Coordinate annotation records
+---+
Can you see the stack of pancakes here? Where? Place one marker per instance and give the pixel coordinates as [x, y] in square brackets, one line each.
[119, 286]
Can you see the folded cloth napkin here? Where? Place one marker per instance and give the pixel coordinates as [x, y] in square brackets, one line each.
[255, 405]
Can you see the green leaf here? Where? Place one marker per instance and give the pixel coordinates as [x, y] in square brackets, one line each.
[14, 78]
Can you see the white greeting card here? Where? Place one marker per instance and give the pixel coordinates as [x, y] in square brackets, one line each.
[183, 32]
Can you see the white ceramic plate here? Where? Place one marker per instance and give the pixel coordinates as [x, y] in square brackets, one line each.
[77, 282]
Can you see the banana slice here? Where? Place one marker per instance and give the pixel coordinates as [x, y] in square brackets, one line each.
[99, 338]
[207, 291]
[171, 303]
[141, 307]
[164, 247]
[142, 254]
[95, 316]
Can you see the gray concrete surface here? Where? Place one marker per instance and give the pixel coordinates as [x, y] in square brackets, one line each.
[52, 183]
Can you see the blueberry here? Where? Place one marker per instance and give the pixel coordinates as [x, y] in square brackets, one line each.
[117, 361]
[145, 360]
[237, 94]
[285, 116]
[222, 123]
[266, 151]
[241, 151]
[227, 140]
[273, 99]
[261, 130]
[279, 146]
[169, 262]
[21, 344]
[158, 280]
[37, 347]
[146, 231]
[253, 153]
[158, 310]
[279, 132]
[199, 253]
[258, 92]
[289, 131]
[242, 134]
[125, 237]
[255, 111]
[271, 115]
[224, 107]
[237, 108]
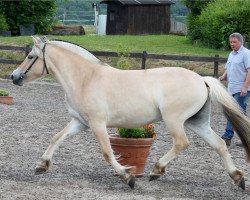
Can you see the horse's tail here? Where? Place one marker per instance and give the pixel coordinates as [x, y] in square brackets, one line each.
[231, 110]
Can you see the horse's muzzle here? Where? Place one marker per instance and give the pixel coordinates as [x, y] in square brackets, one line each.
[18, 79]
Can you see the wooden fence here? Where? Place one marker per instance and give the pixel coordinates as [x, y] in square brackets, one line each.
[143, 56]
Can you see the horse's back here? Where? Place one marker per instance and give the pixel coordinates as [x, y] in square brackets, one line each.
[149, 94]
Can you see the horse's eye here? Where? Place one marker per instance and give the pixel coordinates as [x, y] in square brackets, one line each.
[30, 57]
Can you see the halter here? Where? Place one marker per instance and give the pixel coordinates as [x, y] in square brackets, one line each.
[44, 62]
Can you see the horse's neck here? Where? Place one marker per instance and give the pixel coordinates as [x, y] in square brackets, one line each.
[69, 69]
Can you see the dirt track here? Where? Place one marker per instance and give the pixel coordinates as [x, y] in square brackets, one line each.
[79, 170]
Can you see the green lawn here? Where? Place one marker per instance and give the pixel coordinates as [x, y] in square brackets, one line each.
[159, 44]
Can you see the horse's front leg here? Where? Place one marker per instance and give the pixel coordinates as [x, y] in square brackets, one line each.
[73, 127]
[102, 137]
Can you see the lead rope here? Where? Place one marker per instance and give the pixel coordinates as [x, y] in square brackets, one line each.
[44, 61]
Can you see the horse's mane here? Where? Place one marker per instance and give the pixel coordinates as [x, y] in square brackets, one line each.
[76, 49]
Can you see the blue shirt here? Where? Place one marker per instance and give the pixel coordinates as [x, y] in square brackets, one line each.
[237, 64]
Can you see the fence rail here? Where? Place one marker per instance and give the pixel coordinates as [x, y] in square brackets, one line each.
[144, 56]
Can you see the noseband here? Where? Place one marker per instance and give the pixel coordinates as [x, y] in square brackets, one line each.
[44, 62]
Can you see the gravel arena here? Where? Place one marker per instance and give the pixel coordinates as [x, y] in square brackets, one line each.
[79, 170]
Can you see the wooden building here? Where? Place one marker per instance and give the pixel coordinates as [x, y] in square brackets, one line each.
[138, 16]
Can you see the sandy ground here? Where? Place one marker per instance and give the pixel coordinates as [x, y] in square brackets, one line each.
[79, 170]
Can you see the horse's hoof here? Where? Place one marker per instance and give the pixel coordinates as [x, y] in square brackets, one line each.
[131, 182]
[154, 177]
[241, 184]
[40, 170]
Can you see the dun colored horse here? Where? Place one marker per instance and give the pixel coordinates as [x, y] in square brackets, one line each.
[100, 96]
+---+
SET PROBLEM
Copy out all of the records above word for word, leaving out the pictures.

SOLVED EXERCISE
Can you see the stack of pancakes here? Where? Place one marker per instance and give the pixel coordinates as [x, y] in square brackets, one line each.
[119, 286]
Can you see the folded cloth napkin here? Where? Place one marker per instance and give the pixel coordinates as [x, y] in square brackets, one line each.
[255, 405]
Can you see the green leaf here? Where? Place one marker per instance and give the pixel coordinates as [x, y] in square brackets, one line each.
[14, 78]
Can you see the white greeting card here? Where? Place one marker per instance and give the pixel coordinates as [x, y] in square brackets, one line each.
[183, 32]
Can you see the white ceramic plate here? Where? Place one marker per instance and give the pixel coordinates as [x, y] in square brackets, one line each.
[77, 282]
Can you see the banana slice here? Where? Place one marker per instance and give the pixel coordinates as [x, y] in square brackets, one line each.
[99, 338]
[207, 291]
[171, 303]
[141, 307]
[164, 247]
[142, 254]
[95, 316]
Can you see the gray concrete surface here? Where? Place one marker per instance and give the pixel coordinates as [x, y] in square brackets, one line each.
[52, 183]
Can you see the blueberry here? Where? Place one marker per instance and give the pixel coordinates as [x, y] in square brackets, one line each.
[117, 361]
[145, 360]
[237, 94]
[285, 116]
[222, 123]
[266, 151]
[241, 151]
[227, 140]
[273, 99]
[261, 130]
[279, 146]
[169, 262]
[21, 344]
[158, 280]
[37, 347]
[146, 231]
[253, 153]
[158, 310]
[279, 132]
[199, 253]
[258, 92]
[289, 131]
[242, 134]
[125, 237]
[255, 111]
[271, 115]
[224, 107]
[237, 108]
Can you see the horse's tail here? Where? Place one marker per instance and give the pixel coordinates as [x, y] in square brackets, one line each.
[231, 110]
Can you see the horse's muzzle here? Where? Place one marker per instance and give the pixel coordinates as [x, y] in square brackets, one line each.
[18, 79]
Can you see the wooden fence here? Where? Place one marker per instance and give the pixel coordinates as [x, y] in square brackets, one line each.
[143, 56]
Can you see the horse's back here? Where? Place one marker per instance and give the pixel coordinates as [x, y] in square brackets, one line each.
[149, 94]
Can you see the horse's eye here? Where? Place one marker per instance and give the pixel coordinates as [x, y] in square brackets, one line each.
[30, 57]
Can you see the halter here? Where? Place one marker per instance and give the pixel coordinates as [x, y] in square brackets, one line each.
[44, 62]
Can you see the horse's neck here? Where? Place one marker per instance and give the pixel coordinates as [x, y] in square brackets, one line each.
[69, 69]
Can you see the dirt track here? Where? Place one marker per instance and give the pixel coordinates as [x, y] in square brackets, one line each.
[79, 170]
Can you see the green lawn here? Where? Place one marker per instance and give the pixel coordinates as [x, y] in square brackets, one line each.
[159, 44]
Can you see the horse's front leg here? Where? Place one marker per instance and give the pixel coordinates as [x, y] in square brackets, one line each.
[73, 127]
[102, 137]
Can you see the lead rope here? Where? Place one marker per instance and give the pixel coordinates as [x, y] in square brackets, one line each.
[44, 61]
Can you see the horse's mane here? Where? Place one marker per instance and give the pixel coordinates as [x, y] in square brackets, one line each.
[76, 49]
Can you see the blue shirt here? Where? Place one marker per instance and give the pixel coordinates as [x, y] in square brackets, one line each.
[237, 64]
Can you see the fence rail here? Where? Place one marker per instance and give the pixel coordinates as [x, y] in square brackets, one line each.
[144, 56]
Can you see the noseband here? Where? Place one marker per instance and give the pixel coordinates as [x, y] in square brackets, one line each.
[44, 62]
Can you see the gravel arena here? Where? Place one marker per instance and give the pixel coordinates as [x, y] in square brackets, one line each.
[79, 170]
Can you see the wooden building here? Where? Place one marker per instance and give the pixel coordinates as [x, y] in square brackets, one line each.
[138, 16]
Can you see the sandy ground here? Where? Place one marker per instance and give the pixel coordinates as [x, y] in square brackets, one line each.
[79, 170]
Can you see the horse's hoof here? Where? Place one marker per instance and give the pixel coordinates as [x, y] in square brackets, one line each.
[131, 182]
[154, 177]
[241, 184]
[40, 170]
Can you see the dun colored horse here? Where? Place one marker per instance and give the pixel coordinates as [x, y] in square brackets, one line each.
[100, 96]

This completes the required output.